# Exploring Text Data


## Italian recipes data

Data set of Italian recipes from https://www.gutenberg.org/ebooks/24407 (public domain)

The txt format of this has been split into multiple files, one recipe per file.

The data can be found in `../data/recipes/{1, 2, ..., 220}.txt`

There are 220 recipes 

## Load the data

Firstly, we load all the data into the `documents` dictionary

We also merge the documents into one big string, `corpus_all_in_one`, for convenience

In [3]:
import os

data_folder = os.path.join('data', 'recipes')
all_recipe_files = [os.path.join(data_folder, fname)
                    for fname in os.listdir(data_folder)]

documents = {}
for recipe_fname in all_recipe_files:
    bname = os.path.basename(recipe_fname)
    recipe_number = os.path.splitext(bname)[0]
    with open(recipe_fname, 'r') as f:
        documents[recipe_number] = f.read()

corpus_all_in_one = ' '.join([doc for doc in documents.values()])

print("Number of docs: {}".format(len(documents)))
print("Corpus size (char): {}".format(len(corpus_all_in_one)))

Number of docs: 220
Corpus size (char): 161146


## Tokenisation

Tokenisation is the process of splitting a raw string into a list of tokens

... What is a token? We're interested in meaningful units of text

- Words
- Phrases
- Punctuation
- Numbers
- Dates
- Currencies
- Hashtags
- ...?

In [4]:
from nltk.tokenize import word_tokenize

try:  # py3
    all_tokens = [t for t in word_tokenize(corpus_all_in_one)]
except UnicodeDecodeError:  # py27
    all_tokens = [t for t in word_tokenize(corpus_all_in_one.decode('utf-8'))]

print("Total number of tokens: {}".format(len(all_tokens)))

Total number of tokens: 33719


## Counting Words

We start with a simple word count using `collections.Counter`

We are interested in finding:

- how many times a word occurs across the whole corpus (total number of occurrences)
- in how many documents a word occurs

In [5]:
from collections import Counter

total_term_frequency = Counter(all_tokens)

for word, freq in total_term_frequency.most_common(20):
    print("{}\t{}".format(word, freq))

the	1933
,	1726
.	1568
and	1435
a	1076
of	988
in	811
with	726
it	537
to	452
or	389
is	337
(	295
)	295
be	266
them	248
butter	231
on	220
water	205
little	198


In [6]:
document_frequency = Counter()

for recipe_number, content in documents.items():
    tokens = word_tokenize(content)
    unique_tokens = set(tokens)
    document_frequency.update(unique_tokens)

for word, freq in document_frequency.most_common(20):
    print("{}\t{}".format(word, freq))

and	220
.	220
,	219
)	218
(	218
the	217
in	215
a	210
of	210
with	203
it	167
or	165
to	165
is	145
salt	142
butter	137
on	136
be	133
put	126
water	125


## Stop-words

We notice that some of the most common words above are not very interesting.

# WHAT YOU WILL DO
[1] Translate this sentence from the text-data exploration notebook into Spanish: "The txt format of this has been split into multiple files, one recipe per file."
[2] Print everything in the text-data exploration notebook from "We also merge" down to "bname = os.path.basename(recipe_fname)".

Image location labeling lines
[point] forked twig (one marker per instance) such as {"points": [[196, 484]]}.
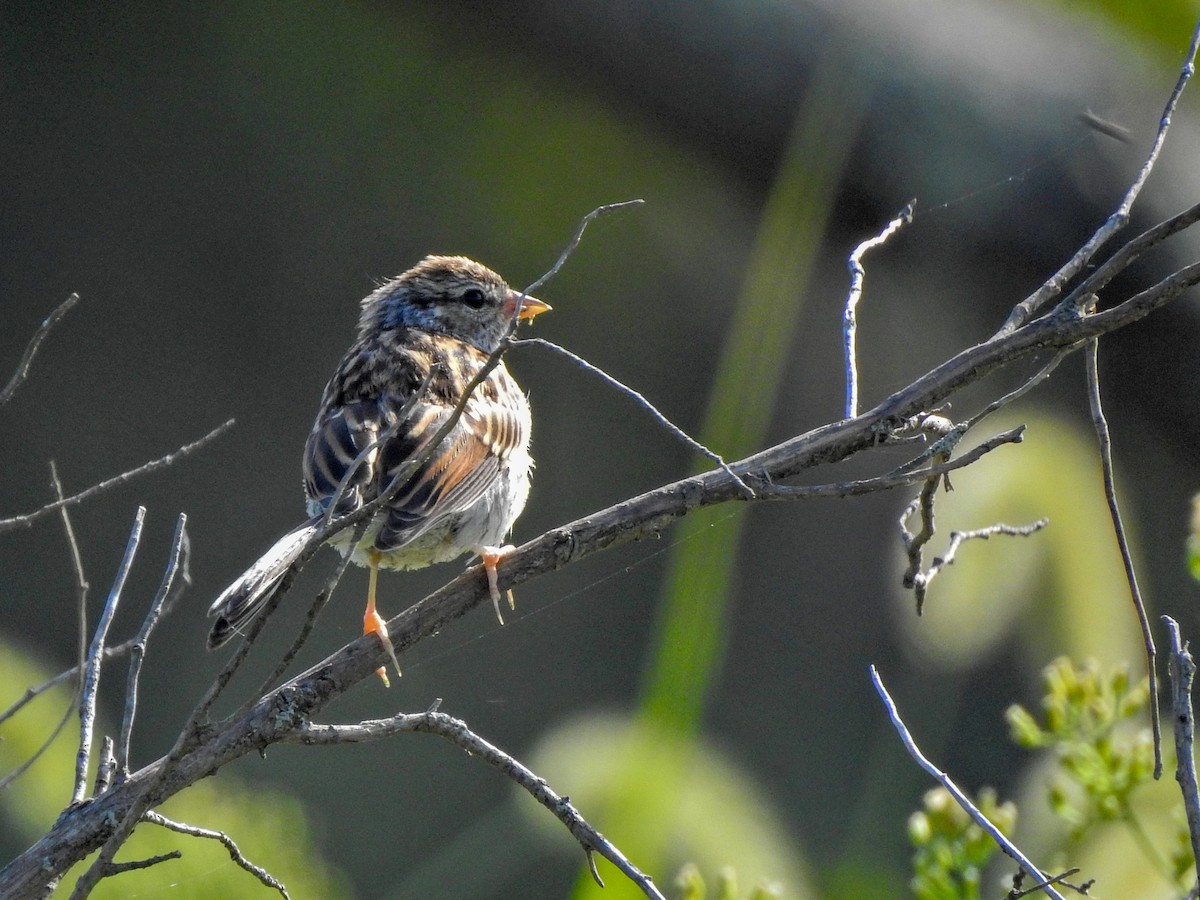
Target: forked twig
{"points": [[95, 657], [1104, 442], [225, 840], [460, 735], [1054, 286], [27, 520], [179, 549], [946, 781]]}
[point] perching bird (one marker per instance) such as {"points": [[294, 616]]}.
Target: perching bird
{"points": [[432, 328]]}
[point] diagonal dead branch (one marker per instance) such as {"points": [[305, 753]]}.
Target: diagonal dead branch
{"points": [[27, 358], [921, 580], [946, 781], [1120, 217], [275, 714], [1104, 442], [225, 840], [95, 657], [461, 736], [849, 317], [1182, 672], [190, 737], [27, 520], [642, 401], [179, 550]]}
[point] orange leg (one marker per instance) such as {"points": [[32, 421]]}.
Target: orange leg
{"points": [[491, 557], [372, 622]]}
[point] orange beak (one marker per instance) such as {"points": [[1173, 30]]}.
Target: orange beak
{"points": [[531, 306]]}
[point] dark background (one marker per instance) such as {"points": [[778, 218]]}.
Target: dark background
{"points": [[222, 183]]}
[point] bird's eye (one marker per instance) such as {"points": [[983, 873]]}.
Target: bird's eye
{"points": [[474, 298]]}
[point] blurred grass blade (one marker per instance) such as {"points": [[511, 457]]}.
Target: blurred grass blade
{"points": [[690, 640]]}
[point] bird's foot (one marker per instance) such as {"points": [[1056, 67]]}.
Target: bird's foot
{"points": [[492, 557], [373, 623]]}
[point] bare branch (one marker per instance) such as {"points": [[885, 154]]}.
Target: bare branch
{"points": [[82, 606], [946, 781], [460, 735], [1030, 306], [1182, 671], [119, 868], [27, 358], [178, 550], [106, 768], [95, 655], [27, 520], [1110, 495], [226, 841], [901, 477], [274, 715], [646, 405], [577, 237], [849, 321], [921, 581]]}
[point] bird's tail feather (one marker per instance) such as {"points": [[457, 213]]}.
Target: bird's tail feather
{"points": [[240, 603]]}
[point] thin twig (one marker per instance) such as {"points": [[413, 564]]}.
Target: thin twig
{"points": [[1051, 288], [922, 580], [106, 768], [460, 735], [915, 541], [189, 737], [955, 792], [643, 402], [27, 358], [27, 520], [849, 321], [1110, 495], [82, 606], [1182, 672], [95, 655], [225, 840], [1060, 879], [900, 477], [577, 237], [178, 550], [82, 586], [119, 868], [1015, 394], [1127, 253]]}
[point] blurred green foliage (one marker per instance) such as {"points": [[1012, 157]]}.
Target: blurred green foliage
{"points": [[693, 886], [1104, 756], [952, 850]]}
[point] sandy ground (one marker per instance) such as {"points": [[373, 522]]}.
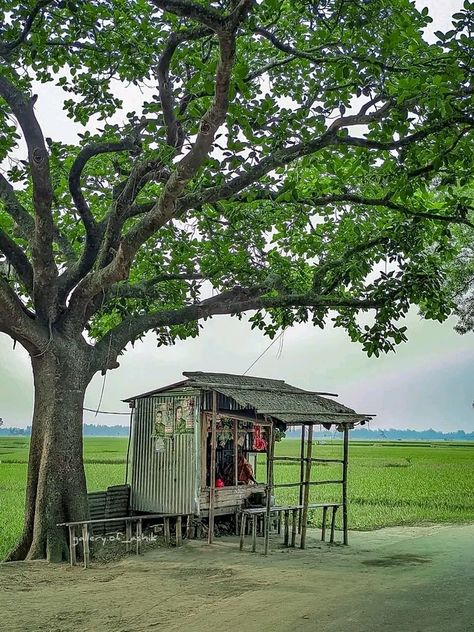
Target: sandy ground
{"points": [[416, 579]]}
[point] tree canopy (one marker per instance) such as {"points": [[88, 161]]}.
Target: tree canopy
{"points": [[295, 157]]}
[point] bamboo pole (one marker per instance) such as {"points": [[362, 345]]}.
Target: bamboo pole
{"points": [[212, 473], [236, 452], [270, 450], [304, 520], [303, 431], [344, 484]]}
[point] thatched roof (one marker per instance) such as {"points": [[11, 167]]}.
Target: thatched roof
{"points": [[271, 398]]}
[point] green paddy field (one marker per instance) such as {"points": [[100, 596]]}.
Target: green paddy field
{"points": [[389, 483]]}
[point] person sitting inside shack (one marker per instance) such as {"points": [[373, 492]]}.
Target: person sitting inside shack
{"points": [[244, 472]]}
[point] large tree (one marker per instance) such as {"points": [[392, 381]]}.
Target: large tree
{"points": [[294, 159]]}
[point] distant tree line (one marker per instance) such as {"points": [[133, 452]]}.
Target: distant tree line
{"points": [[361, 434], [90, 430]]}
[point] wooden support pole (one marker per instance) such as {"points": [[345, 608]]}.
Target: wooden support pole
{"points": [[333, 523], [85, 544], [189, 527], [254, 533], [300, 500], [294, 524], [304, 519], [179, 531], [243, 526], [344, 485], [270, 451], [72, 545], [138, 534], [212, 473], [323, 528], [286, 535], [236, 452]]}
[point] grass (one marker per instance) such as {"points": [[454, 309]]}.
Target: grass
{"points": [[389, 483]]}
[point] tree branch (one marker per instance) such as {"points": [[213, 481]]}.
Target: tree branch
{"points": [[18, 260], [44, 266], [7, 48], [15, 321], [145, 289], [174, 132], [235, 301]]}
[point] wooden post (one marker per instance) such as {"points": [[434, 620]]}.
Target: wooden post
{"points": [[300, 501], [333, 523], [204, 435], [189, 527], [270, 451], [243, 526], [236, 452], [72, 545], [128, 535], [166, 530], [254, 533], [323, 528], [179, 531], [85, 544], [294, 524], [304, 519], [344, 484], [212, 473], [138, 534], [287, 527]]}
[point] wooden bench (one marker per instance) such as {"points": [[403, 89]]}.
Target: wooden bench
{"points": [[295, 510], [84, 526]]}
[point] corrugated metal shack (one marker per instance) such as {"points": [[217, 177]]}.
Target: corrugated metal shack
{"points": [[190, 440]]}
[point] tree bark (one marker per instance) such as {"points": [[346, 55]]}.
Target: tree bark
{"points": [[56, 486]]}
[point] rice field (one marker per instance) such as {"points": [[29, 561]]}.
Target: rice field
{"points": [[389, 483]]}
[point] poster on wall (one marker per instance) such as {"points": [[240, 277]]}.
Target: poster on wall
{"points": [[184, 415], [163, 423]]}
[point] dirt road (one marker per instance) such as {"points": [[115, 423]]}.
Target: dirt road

# REPLIES
[1] El formato txt de esto se ha dividido en varios archivos, una receta por archivo.

[2]
We also merge the documents into one big string, `corpus_all_in_one`, for convenience

In [3]:
import os

data_folder = os.path.join('data', 'recipes')
all_recipe_files = [os.path.join(data_folder, fname)
                    for fname in os.listdir(data_folder)]

documents = {}
for recipe_fname in all_recipe_files:
    bname = os.path.basename(recipe_fname)